## Begin
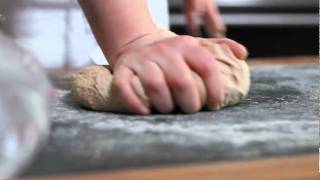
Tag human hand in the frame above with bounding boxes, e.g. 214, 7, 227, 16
112, 31, 243, 114
184, 0, 226, 38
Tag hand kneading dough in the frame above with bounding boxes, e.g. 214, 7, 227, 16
72, 39, 250, 112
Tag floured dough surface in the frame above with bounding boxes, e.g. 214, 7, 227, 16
72, 39, 250, 112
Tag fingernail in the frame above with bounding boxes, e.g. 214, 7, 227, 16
140, 107, 150, 115
210, 105, 221, 111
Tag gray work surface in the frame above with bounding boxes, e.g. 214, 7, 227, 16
25, 67, 320, 175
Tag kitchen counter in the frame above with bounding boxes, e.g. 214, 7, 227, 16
25, 57, 320, 176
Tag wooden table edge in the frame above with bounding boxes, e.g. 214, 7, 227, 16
31, 154, 319, 180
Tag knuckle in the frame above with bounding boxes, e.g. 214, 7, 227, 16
113, 76, 126, 92
173, 75, 192, 91
154, 43, 169, 53
178, 35, 195, 44
144, 77, 164, 92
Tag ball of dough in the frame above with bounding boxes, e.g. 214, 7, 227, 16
72, 39, 250, 112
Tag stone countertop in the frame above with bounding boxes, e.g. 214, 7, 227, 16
25, 66, 320, 176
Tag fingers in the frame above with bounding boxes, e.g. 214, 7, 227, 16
129, 61, 174, 113
186, 10, 200, 36
113, 67, 150, 114
150, 37, 201, 113
211, 38, 248, 60
185, 47, 224, 110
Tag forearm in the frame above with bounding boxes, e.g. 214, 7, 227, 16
79, 0, 156, 64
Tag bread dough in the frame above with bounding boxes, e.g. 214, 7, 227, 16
72, 36, 250, 112
72, 28, 250, 112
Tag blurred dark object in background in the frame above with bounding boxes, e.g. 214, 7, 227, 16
170, 0, 319, 57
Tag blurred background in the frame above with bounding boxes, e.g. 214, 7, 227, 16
0, 0, 319, 68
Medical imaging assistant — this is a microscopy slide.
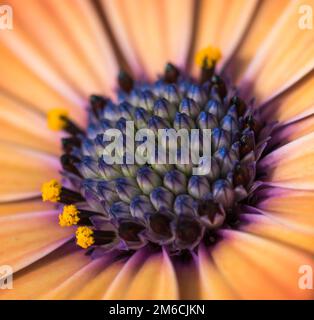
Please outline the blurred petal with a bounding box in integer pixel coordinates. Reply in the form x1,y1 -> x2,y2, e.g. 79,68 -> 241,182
44,0 -> 118,95
0,243 -> 90,300
240,214 -> 314,254
7,0 -> 114,96
0,142 -> 59,202
0,42 -> 83,119
0,93 -> 59,154
261,71 -> 314,123
0,211 -> 73,272
259,133 -> 314,190
0,198 -> 55,217
241,0 -> 314,103
41,258 -> 112,300
226,0 -> 290,83
212,230 -> 313,299
267,115 -> 314,148
194,0 -> 257,74
102,0 -> 193,77
256,188 -> 314,233
173,257 -> 202,300
199,248 -> 238,300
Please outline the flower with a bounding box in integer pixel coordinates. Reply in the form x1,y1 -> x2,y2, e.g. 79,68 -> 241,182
0,0 -> 314,299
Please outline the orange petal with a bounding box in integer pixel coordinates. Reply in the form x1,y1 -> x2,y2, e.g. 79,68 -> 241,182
0,142 -> 59,202
0,42 -> 83,119
199,248 -> 238,300
102,251 -> 145,300
269,115 -> 314,148
261,71 -> 314,123
259,133 -> 314,190
241,0 -> 314,103
0,211 -> 73,272
124,251 -> 178,300
0,198 -> 55,217
102,0 -> 193,78
226,0 -> 290,83
173,257 -> 202,300
240,214 -> 314,254
193,0 -> 257,75
0,244 -> 90,300
0,93 -> 59,154
44,0 -> 118,95
212,230 -> 314,299
256,188 -> 314,233
72,261 -> 124,300
41,258 -> 112,300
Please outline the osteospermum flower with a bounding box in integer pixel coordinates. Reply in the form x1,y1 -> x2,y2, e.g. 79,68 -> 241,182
0,0 -> 314,299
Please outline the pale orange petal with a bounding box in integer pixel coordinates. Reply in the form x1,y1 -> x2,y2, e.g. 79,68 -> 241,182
0,211 -> 73,272
124,251 -> 178,300
102,0 -> 193,78
256,188 -> 314,233
0,244 -> 90,299
102,251 -> 145,300
193,0 -> 257,75
212,230 -> 314,299
0,142 -> 59,202
241,0 -> 314,103
269,114 -> 314,148
226,0 -> 290,83
0,93 -> 59,154
41,258 -> 108,300
0,42 -> 83,119
0,197 -> 55,217
199,248 -> 238,300
259,133 -> 314,190
240,214 -> 314,254
261,71 -> 314,123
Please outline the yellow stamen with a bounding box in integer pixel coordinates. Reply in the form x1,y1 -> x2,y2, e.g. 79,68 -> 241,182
195,46 -> 221,68
76,227 -> 95,249
47,108 -> 68,131
59,204 -> 80,227
41,179 -> 61,202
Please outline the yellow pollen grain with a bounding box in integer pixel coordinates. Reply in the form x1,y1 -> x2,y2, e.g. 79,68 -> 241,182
41,179 -> 61,202
47,108 -> 68,131
76,226 -> 95,249
59,204 -> 80,227
195,46 -> 221,68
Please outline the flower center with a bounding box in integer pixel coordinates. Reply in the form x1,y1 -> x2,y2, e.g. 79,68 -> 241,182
42,47 -> 266,253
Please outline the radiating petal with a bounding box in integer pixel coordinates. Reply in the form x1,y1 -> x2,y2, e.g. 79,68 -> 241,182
0,93 -> 59,154
212,230 -> 314,299
240,214 -> 314,254
267,114 -> 314,148
194,0 -> 257,74
44,0 -> 118,95
0,42 -> 83,120
41,257 -> 109,300
173,257 -> 202,300
0,197 -> 55,217
260,71 -> 314,123
124,251 -> 178,300
102,251 -> 145,300
0,243 -> 90,299
241,0 -> 314,103
102,0 -> 193,77
199,248 -> 238,300
0,211 -> 73,272
226,0 -> 290,83
0,142 -> 59,202
259,133 -> 314,190
255,188 -> 314,233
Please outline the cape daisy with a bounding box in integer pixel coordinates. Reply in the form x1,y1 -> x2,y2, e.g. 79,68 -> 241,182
0,0 -> 314,299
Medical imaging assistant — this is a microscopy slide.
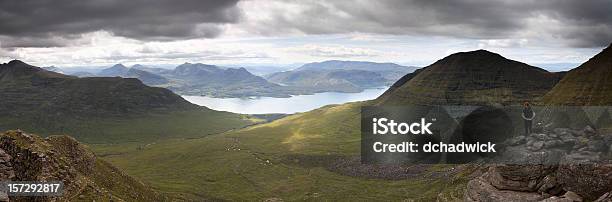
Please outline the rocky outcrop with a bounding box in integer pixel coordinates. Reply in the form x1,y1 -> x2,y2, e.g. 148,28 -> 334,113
465,126 -> 612,201
0,131 -> 165,201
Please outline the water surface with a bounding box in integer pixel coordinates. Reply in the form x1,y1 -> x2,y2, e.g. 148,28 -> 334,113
183,87 -> 388,114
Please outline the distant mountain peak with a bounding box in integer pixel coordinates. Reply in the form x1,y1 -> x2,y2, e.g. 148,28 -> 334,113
442,49 -> 507,60
110,63 -> 128,69
8,60 -> 27,65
## End
▶ [INSTRUCTIONS TO FOLLOW]: Count the lines in the data above that contain the word "yellow". Reply with the number alone.

▶ [EXPECTED ANSWER]: 2